- Provided material
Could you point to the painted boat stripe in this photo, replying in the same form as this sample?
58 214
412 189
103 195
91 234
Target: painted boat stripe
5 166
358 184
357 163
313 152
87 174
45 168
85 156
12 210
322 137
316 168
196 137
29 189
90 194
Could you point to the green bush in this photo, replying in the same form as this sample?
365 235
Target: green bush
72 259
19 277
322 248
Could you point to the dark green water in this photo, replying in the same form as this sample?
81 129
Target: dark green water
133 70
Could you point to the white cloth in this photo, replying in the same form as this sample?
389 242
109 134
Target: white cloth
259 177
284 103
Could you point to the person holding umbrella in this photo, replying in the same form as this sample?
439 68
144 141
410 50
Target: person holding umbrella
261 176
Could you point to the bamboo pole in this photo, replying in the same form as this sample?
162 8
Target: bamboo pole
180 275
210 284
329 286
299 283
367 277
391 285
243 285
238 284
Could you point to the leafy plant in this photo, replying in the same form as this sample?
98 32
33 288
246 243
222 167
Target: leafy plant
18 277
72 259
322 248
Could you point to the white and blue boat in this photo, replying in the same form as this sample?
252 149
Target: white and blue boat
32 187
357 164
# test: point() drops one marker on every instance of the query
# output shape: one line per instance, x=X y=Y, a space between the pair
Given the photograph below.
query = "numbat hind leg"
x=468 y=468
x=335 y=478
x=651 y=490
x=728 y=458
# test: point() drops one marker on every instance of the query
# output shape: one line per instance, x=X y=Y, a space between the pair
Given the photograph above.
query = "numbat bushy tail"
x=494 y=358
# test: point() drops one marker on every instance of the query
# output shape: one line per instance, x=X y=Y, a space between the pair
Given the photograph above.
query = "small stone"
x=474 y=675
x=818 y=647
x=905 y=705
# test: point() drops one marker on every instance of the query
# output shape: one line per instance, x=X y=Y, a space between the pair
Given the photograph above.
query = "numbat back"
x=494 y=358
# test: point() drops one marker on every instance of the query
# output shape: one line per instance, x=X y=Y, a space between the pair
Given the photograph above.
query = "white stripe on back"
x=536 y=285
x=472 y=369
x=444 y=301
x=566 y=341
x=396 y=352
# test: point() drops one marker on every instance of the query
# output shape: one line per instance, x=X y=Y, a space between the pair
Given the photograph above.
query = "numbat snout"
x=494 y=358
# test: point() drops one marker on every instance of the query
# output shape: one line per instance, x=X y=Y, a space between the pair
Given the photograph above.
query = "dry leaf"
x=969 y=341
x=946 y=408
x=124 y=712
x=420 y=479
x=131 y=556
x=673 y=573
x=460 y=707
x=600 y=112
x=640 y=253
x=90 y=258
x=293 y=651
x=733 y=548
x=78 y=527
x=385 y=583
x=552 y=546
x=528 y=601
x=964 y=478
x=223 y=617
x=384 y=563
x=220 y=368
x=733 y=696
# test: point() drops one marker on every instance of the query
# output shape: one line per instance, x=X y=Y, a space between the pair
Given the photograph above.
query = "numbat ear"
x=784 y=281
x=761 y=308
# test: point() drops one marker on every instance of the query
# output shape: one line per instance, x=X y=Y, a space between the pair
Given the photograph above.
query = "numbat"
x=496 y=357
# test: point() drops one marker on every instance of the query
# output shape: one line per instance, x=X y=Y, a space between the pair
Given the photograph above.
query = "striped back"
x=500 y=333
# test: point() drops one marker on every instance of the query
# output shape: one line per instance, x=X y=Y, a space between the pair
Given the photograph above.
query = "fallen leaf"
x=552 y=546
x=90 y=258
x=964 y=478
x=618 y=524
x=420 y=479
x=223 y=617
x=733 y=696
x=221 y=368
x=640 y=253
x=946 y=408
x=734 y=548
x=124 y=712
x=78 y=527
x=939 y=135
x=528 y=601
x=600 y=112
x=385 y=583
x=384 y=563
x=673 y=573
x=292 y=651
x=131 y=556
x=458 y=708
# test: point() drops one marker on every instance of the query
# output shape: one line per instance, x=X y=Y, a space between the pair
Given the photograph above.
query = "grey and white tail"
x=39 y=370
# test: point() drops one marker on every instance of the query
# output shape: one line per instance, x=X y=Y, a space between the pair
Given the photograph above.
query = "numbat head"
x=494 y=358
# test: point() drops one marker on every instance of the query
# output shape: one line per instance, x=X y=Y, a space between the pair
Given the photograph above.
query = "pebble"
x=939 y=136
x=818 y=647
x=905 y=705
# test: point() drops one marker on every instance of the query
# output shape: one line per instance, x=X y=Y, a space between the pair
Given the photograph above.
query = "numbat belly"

- Required task
Rewrite the data from the line with "Could you point to the leafy" to the line with "x=728 y=458", substituting "potted fern" for every occurrence of "leafy plant" and leaving everything else unchanged. Give only those lines.

- Correct output
Could you point to the potted fern in this photo, replying in the same form as this sample?
98 32
33 288
246 243
222 167
Target: potted fern
18 277
72 259
322 248
Could you point to the white and blue boat in this photo, replying in the same form as this sample?
252 149
Target: white and blue boat
32 187
357 164
# test: point() drops one marker on every instance of the query
# output shape: one line per instance, x=X y=Y, a space between the pair
Given the photograph below.
query = "numbat hind leg"
x=468 y=468
x=335 y=478
x=651 y=490
x=728 y=458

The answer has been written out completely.